TASKS AND EXERCISES.
1 - In the summary of the IgY antibody study on Helicobacter pylori, at what times after treatment were the mice euthanized?
2 - Continue the summary of the IgY antibody study on Helicobacter pylori, starting after its last sentence.

EXERCISE PASSAGE.
········
Scientific Innovation
Scientific Innovation

A Study of IgY Antibody’s Effect on Helicobacter pylori In Vitro and In Vivo

The neutralization of Helicobacter pylori’s toxic proteins via oral IgY antibody formulations aims to eradicate H. pylori infection. The method involves cultivating H. pylori strains positive for vacuolating toxin genes, then immunizing egg-laying hens with the concentrated supernatant and ultrasonically lysed bacterial proteins. Two types of IgY antibodies extracted from eggs were tested for their neutralizing activity against H. pylori toxin cytotoxicity using the MIT method. These IgY antibodies were administered orally to H. pylori-infected mice every two days, three times in total. The mice were euthanized at 2, 4, 6, and 8 weeks post-treatment for bacterial culture, urease tests, and pathological examinations. The results showed that both types of IgY antibodies could neutralize the cytotoxic activity of the cultured supernatant and bacterial proteins induced in Vero cells. Post-treatment bacterial culture conversion rates in infected mice reached 66.7%, 100%, 100%, and 100%, respectively. Histological sections indicated a significant reduction or even disappearance of inflammation. In conclusion, oral administration of IgY antibody formulations may be an effective method for treating H. pylori infection.
········
DATA TO EXAMINE.
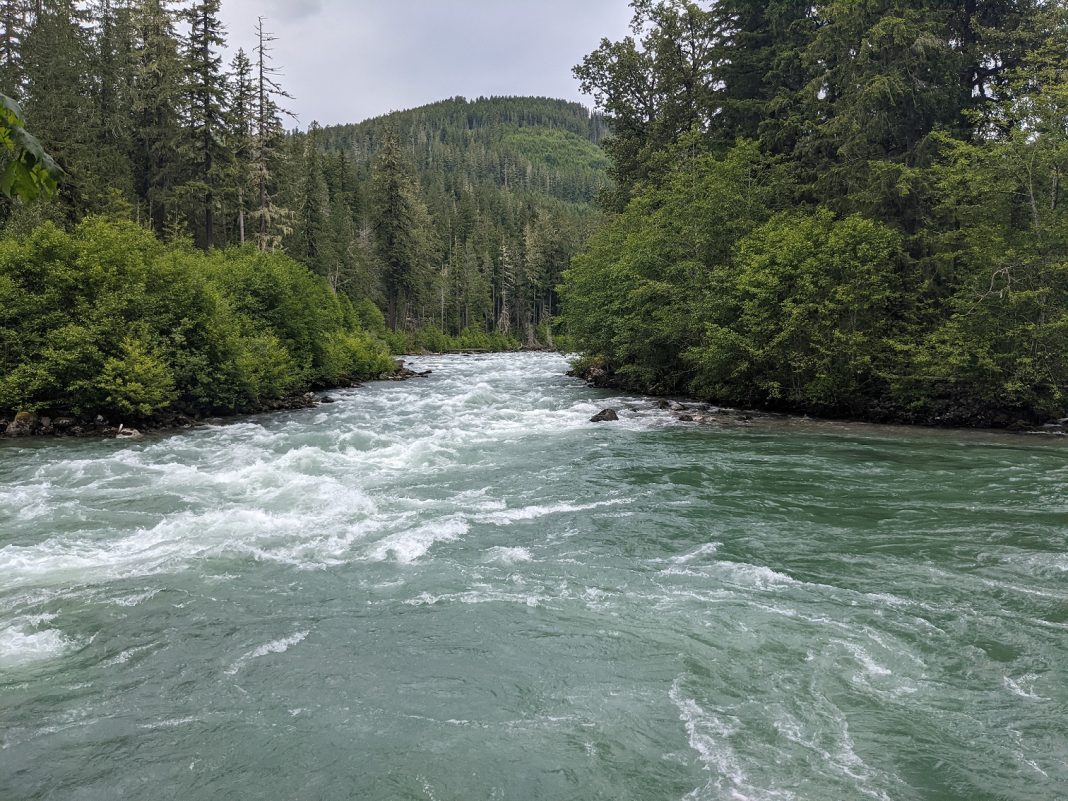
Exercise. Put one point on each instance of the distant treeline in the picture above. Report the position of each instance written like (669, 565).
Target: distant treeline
········
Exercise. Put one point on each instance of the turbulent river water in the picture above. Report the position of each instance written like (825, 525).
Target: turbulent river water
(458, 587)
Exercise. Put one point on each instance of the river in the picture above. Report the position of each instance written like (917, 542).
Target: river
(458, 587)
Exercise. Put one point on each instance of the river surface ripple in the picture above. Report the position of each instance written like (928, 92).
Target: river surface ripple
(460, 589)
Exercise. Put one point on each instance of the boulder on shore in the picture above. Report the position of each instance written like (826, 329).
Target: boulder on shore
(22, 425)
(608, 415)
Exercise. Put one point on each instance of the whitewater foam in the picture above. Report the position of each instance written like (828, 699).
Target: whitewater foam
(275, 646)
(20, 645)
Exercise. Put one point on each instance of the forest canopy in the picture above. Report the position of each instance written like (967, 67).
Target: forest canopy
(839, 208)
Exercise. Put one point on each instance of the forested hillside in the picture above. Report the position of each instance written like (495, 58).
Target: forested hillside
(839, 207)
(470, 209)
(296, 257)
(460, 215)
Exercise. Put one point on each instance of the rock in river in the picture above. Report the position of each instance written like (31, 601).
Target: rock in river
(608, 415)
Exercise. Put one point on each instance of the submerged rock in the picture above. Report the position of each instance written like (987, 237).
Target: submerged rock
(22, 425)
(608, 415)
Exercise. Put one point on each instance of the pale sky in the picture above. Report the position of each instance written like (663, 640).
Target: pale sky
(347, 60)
········
WRITTEN ANSWERS.
1 - At 2, 4, 6, and 8 weeks after treatment.

2 -
Helicobacter pylori (H. pylori) is recognized as a significant pathogen in various upper gastrointestinal diseases, contributing to chronic gastritis and peptic ulcers, and is closely associated with the incidence of gastric cancer. H. pylori produces a variety of cytotoxins that can induce vacuolar degeneration in vitro in propagated epithelial cells and inflammation and ulcers in the gastric mucosa in vivo. The current treatment for H. pylori infection involves antibiotics combined with proton pump inhibitors or bismuth drugs, which often leads to significant side effects, potential for resistance, high costs, and poor patient compliance, resulting in treatment failure. This article discusses neutralizing H. pylori’s toxic proteins through oral antibody formulations to treat the infection.

IgY antibodies derived from chicken eggs possess biological properties different from IgG, such as not fixing complement from mammals, not binding with Fc regions, and not reacting with rheumatoid factors in serum. Notably, IgY demonstrates remarkable resistance to heat and acidity, excellent stability, and ease of preparation with convenient sourcing. Consequently, we have prepared IgY antibodies against the ultrasonic lysates and cultured supernatants of H. pylori to study their neutralizing effects on the cytotoxicity of H. pylori and their therapeutic impact on H. pylori-infected mice.